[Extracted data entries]
——
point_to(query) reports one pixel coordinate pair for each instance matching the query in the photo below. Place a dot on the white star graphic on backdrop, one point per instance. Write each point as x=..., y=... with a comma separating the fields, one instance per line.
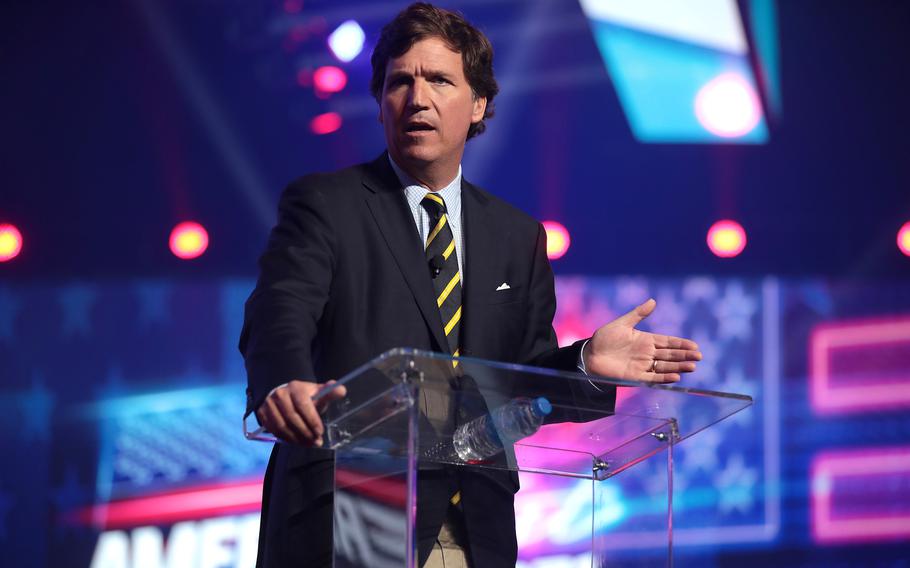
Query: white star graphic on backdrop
x=9, y=309
x=631, y=292
x=700, y=451
x=154, y=307
x=734, y=313
x=735, y=483
x=706, y=371
x=669, y=315
x=77, y=301
x=700, y=288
——
What is expected -
Reproduce every item above verbatim, omitting the pictures.

In response -
point_to(query) reports one pixel coordinate pair for each instance matching the query in the photo below. Place a dot on the white star graphic on backdrop, one point per instance. Write each point as x=..., y=... with a comma separating the fields, one instance per line.
Query: white star graphic on backdrop
x=9, y=309
x=631, y=292
x=700, y=451
x=154, y=307
x=734, y=313
x=735, y=483
x=706, y=371
x=669, y=315
x=77, y=301
x=700, y=288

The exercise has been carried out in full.